次のすべての行で「marker」を「pin」に差し替え、ほかはそのままにして書き直す。

##### 抜粋データ #####

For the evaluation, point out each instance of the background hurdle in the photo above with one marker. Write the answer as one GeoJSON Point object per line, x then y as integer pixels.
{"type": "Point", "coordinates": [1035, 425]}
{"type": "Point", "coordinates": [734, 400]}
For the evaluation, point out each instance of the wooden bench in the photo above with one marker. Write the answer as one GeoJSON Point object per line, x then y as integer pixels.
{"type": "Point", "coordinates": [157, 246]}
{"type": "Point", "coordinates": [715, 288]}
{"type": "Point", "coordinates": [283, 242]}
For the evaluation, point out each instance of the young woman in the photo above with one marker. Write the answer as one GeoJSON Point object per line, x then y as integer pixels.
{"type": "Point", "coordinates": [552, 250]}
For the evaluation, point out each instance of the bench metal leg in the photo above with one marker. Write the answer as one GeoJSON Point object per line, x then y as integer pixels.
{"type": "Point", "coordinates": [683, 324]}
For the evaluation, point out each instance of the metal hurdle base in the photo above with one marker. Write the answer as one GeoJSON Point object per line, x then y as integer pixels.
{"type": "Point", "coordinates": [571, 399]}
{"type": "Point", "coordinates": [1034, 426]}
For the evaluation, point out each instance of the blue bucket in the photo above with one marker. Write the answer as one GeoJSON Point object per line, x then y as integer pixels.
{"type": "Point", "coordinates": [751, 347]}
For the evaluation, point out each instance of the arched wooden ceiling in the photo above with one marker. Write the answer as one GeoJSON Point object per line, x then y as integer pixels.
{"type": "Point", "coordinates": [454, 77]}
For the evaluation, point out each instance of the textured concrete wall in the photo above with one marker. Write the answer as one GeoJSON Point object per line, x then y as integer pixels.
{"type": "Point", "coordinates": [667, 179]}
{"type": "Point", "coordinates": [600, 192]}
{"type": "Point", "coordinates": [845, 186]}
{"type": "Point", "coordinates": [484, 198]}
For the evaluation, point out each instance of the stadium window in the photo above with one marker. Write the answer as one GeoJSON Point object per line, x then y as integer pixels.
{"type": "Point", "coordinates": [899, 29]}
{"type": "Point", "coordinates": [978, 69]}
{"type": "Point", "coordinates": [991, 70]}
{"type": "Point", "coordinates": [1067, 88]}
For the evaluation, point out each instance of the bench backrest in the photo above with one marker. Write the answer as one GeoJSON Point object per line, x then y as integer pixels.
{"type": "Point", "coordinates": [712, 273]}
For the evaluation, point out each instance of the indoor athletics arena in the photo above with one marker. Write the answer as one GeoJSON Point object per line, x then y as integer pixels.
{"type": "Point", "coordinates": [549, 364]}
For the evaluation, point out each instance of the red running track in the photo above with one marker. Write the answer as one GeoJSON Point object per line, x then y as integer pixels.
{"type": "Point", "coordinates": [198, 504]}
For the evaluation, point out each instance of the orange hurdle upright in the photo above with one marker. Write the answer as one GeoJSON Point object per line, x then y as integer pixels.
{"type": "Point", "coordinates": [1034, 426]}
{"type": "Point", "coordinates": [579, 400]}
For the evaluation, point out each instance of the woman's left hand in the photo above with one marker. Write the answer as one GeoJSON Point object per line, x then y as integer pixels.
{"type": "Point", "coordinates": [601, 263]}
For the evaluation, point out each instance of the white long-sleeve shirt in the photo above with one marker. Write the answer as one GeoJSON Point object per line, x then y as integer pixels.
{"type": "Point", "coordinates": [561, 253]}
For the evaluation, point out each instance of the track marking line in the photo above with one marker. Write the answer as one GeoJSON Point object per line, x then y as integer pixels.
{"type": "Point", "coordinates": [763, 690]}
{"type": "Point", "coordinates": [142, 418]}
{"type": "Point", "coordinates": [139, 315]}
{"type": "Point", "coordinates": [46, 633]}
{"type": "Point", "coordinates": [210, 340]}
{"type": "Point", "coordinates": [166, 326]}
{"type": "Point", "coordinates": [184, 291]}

#####

作業結果 -
For the evaluation, point out each instance of the background hurdle in the photo above with one pin. Write the answer as one GeoJSON Point object per line, x then y as integer pixels.
{"type": "Point", "coordinates": [1035, 425]}
{"type": "Point", "coordinates": [734, 400]}
For the evaluation, point out each instance of the wooden bench in the photo above with one pin. Write the answer as one GeoJSON Point object per line, x then y as integer pixels.
{"type": "Point", "coordinates": [157, 246]}
{"type": "Point", "coordinates": [715, 288]}
{"type": "Point", "coordinates": [283, 242]}
For the evaluation, point out each instance of the young woman in the photo above with one pin. Write the answer as one GeoJSON Point object per line, x then y as integer pixels.
{"type": "Point", "coordinates": [552, 250]}
For the evaluation, point out each instance of the bench metal leg in the photo above with one pin. Write the answer as one GeoJSON Point object per line, x then y as integer pixels.
{"type": "Point", "coordinates": [683, 324]}
For the evaluation, point out each instance of the metal hurdle base in the photo above with one pin. Write the answer as one GeoJSON Point object per line, x then y as integer pixels.
{"type": "Point", "coordinates": [571, 399]}
{"type": "Point", "coordinates": [1034, 426]}
For the evaluation, point out each instance of the blue bucket in the photo above with one pin. Write the answer as one GeoJSON Point object per line, x then y as integer pixels.
{"type": "Point", "coordinates": [751, 347]}
For the evaluation, point out each instance of the arched wooden ceiling in the photo above with one pin. Write the answer as one GeoJSON Point object per line, x then y as integer pixels.
{"type": "Point", "coordinates": [454, 77]}
For the evaluation, point out each instance of the textured concrete wall in the photo above with one pin. Write the answer as one GeoJSON Point object per line, x then y as integer pixels.
{"type": "Point", "coordinates": [667, 179]}
{"type": "Point", "coordinates": [600, 192]}
{"type": "Point", "coordinates": [845, 186]}
{"type": "Point", "coordinates": [484, 198]}
For the evaluation, point out each instance of the stadium window in the photo above with one pin. Write the answer as one GeoJSON Point object per line, x then y as integer pixels.
{"type": "Point", "coordinates": [899, 29]}
{"type": "Point", "coordinates": [978, 69]}
{"type": "Point", "coordinates": [991, 70]}
{"type": "Point", "coordinates": [1067, 88]}
For the evaluation, point out each instance of the bench backrest in the photo above with one pin. Write the answer as one GeoJSON Point object per line, x then y as integer pixels.
{"type": "Point", "coordinates": [712, 273]}
For the evaluation, point out each instance of the indoor athletics arena in the photo above with one pin. Write the answer as one GeoJSON Point object per line, x then y as integer pixels.
{"type": "Point", "coordinates": [549, 364]}
For the evaluation, point out each instance of the red running track in the photo above with one pin. Write the answer as one GeoJSON Point object per line, x then y as integer pixels.
{"type": "Point", "coordinates": [198, 504]}
For the evaluation, point out each instance of the orange hurdle upright in the photo above with one pin. Write the answer as one GeoJSON Point object per line, x then y as integer pixels.
{"type": "Point", "coordinates": [1034, 426]}
{"type": "Point", "coordinates": [579, 400]}
For the evaluation, point out each instance of the woman's left hand in the photo above with one pin. Write the answer as one GeoJSON Point object per line, x then y as integer pixels.
{"type": "Point", "coordinates": [601, 263]}
For the evaluation, point out each instance of the white long-sleeve shirt in the photo above with one pin. Write the answer as one GeoJSON Point object per line, x then y as integer pixels.
{"type": "Point", "coordinates": [561, 253]}
For the evaluation, point out each instance of the track marking line in the photo above with one pin. Write the answer as one GeoJSON Point object per line, x then y as integer pixels.
{"type": "Point", "coordinates": [763, 690]}
{"type": "Point", "coordinates": [142, 418]}
{"type": "Point", "coordinates": [139, 315]}
{"type": "Point", "coordinates": [46, 633]}
{"type": "Point", "coordinates": [210, 340]}
{"type": "Point", "coordinates": [166, 326]}
{"type": "Point", "coordinates": [184, 291]}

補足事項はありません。